■ **EXERCISE DESCRIPTION**:
Write out each line of the material below as a JSON list of strings, one string per line, with blank lines dropped. Leave the pictures out.

* Begin *

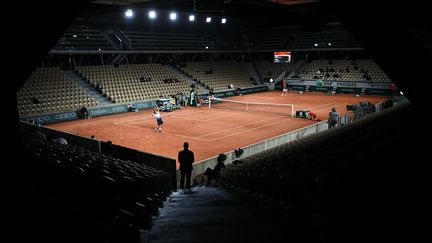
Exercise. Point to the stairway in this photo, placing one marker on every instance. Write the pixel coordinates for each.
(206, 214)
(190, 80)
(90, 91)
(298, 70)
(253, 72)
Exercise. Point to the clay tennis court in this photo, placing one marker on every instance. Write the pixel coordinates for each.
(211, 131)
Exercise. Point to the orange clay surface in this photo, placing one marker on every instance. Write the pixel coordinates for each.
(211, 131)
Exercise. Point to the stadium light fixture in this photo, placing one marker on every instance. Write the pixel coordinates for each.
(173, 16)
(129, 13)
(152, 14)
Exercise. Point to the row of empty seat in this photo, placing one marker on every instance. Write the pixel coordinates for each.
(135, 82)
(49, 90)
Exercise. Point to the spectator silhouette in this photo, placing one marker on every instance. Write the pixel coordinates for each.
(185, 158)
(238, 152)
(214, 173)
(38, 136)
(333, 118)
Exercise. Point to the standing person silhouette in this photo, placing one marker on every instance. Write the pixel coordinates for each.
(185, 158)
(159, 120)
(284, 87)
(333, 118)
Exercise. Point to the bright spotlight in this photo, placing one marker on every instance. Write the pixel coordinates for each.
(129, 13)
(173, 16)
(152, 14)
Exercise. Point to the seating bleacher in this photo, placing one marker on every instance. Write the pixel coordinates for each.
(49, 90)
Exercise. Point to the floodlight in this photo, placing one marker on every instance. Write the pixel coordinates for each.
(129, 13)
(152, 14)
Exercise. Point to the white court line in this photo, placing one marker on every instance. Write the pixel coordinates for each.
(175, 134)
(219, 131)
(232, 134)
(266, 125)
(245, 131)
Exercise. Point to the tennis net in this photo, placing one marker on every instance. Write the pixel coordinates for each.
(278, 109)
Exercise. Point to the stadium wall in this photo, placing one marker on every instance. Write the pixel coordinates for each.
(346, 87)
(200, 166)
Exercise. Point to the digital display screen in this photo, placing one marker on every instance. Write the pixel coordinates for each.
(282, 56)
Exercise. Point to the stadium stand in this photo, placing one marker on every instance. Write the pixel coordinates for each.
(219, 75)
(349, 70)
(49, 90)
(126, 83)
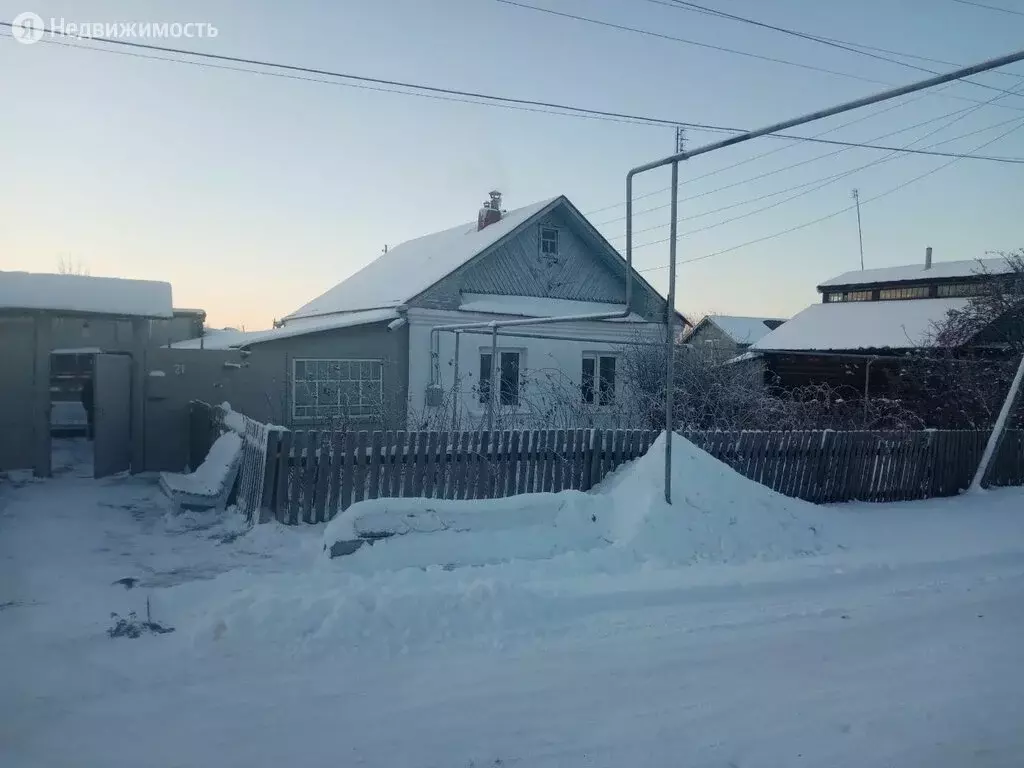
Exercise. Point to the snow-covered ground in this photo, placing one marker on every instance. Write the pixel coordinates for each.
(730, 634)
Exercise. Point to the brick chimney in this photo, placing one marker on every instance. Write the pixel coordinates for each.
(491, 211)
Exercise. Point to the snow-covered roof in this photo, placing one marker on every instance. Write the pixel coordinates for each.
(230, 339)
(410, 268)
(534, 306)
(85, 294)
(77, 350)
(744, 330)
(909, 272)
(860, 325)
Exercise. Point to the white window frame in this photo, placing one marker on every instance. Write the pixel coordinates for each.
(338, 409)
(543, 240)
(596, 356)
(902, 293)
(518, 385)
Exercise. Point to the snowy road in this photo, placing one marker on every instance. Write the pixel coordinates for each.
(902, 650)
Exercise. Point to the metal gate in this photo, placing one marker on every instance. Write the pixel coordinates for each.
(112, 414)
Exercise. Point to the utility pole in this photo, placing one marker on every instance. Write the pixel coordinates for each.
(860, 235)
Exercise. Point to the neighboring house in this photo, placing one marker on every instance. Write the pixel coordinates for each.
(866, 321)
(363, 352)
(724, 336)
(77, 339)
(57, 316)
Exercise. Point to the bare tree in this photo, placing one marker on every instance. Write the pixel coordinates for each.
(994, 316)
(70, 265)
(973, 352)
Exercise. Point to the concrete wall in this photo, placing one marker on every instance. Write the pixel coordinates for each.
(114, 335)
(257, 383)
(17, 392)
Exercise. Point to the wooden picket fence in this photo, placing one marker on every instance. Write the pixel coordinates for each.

* End *

■ **WRITTEN SOLUTION**:
[
  "Exercise. Point to the stairway in this photo, placing one marker on every instance. Write the pixel coordinates for each.",
  "(206, 214)",
  "(190, 80)",
  "(90, 91)",
  "(298, 70)",
  "(253, 72)",
  "Exercise. Point to the clay tennis court in this photo, placing one marker on every instance. Write the pixel coordinates for each.",
  "(211, 131)",
  "Exercise. Point to the orange clay surface in this photo, placing one marker on every instance. Write the pixel coordinates for each.",
  "(211, 131)",
  "Exercise. Point to the stadium light fixture in this photo, placing one marker on every instance. Write the pixel coordinates for each.",
  "(173, 16)",
  "(129, 13)",
  "(152, 14)",
  "Exercise. Point to the row of empty seat in this photo, placing one marker on every instance. Write the pixel coordinates for each.",
  "(135, 82)",
  "(49, 90)",
  "Exercise. Point to the spectator silhouette in this photo, placing one marker on every instance. Write the pixel coordinates for each.",
  "(185, 158)",
  "(238, 152)",
  "(214, 173)",
  "(38, 136)",
  "(333, 118)",
  "Exercise. Point to the standing person silhouette in this photo, placing one marker on every instance. Write the pixel coordinates for each.",
  "(185, 158)",
  "(159, 120)",
  "(284, 87)",
  "(333, 118)",
  "Exercise. Point to the bright spotlight in this photo, placing one marker on every instance. Write the pixel coordinates for each.",
  "(129, 13)",
  "(173, 16)",
  "(152, 14)",
  "Exercise. Point to the seating bleacher in this photo, placing one marker on every instance. Write the pixel coordinates for each.",
  "(49, 90)",
  "Exercise. Point to the floodlight in this photo, placing one marker on every instance. Write the pixel coordinates for each.",
  "(129, 13)",
  "(152, 14)",
  "Exercise. Point to the white court line in this photo, placing one marker on every instance. Write the pixel coordinates for each.",
  "(175, 134)",
  "(219, 131)",
  "(232, 134)",
  "(266, 125)",
  "(245, 131)",
  "Exercise. Point to the tennis net in this photo, placing one marker on every instance. Write the pixel coordinates for each.",
  "(278, 109)",
  "Exercise. Point to the stadium wall in this photo, placing one marker on every instance. Write the pixel coordinates for each.",
  "(346, 87)",
  "(200, 166)",
  "Exercise. Point to the digital display screen in this photo, placing one marker on every instance. Write the pixel coordinates for each.",
  "(282, 56)",
  "Exercise. Point to the stadium stand in this photo, placing one marker on every instance. Write the pixel coordinates for each.",
  "(219, 75)",
  "(349, 70)",
  "(49, 90)",
  "(126, 83)",
  "Exercise. Point to the snow-covered ground in this photo, placing one marker on every instance. Write the pixel coordinates for each.",
  "(730, 634)",
  "Exercise. Point to the brick chimney in this photo, placing one marker on every instance. Write the pixel coordinates for each.",
  "(491, 211)",
  "Exercise. Point to the snow-covered roof in this photo, placing one marker on every instance. Write the pixel coordinates for each.",
  "(230, 339)",
  "(410, 268)",
  "(534, 306)",
  "(85, 294)",
  "(77, 350)",
  "(744, 330)",
  "(909, 272)",
  "(860, 325)",
  "Exercise. Point to the white window frame in this photo, placing one marker on every instance. Write the pixel coordinates for each.",
  "(338, 409)",
  "(543, 240)",
  "(596, 356)",
  "(902, 293)",
  "(518, 385)",
  "Exercise. Point to the snowy road in this photo, placing one marker on every instance. Write the pixel coordinates for each.",
  "(902, 650)",
  "Exercise. Point to the metal gate in this photo, placing one marker on every instance. Write the pixel coordinates for each.",
  "(112, 414)",
  "Exercise. Point to the utility pole in this photo, placing one marker on every instance. Write the pixel coordinates for each.",
  "(860, 235)",
  "Exercise. Point to the neighboring house in this photo, placing one marker on every instance. Write the pixel coordinates for each.",
  "(866, 321)",
  "(363, 352)",
  "(724, 336)",
  "(77, 339)",
  "(57, 316)",
  "Exercise. Point to the bare tree in this photo, placing one marker on every instance. Write the pixel coordinates for each.",
  "(994, 316)",
  "(70, 265)",
  "(973, 352)",
  "Exercise. Point to the concrete wall in this photo, placing one marker on every instance. Write the pixel coordinates for each.",
  "(114, 335)",
  "(257, 383)",
  "(17, 392)",
  "Exercise. Point to the wooden picket fence in this photo, placing one marker on every instance. Write the pixel coordinates for each."
]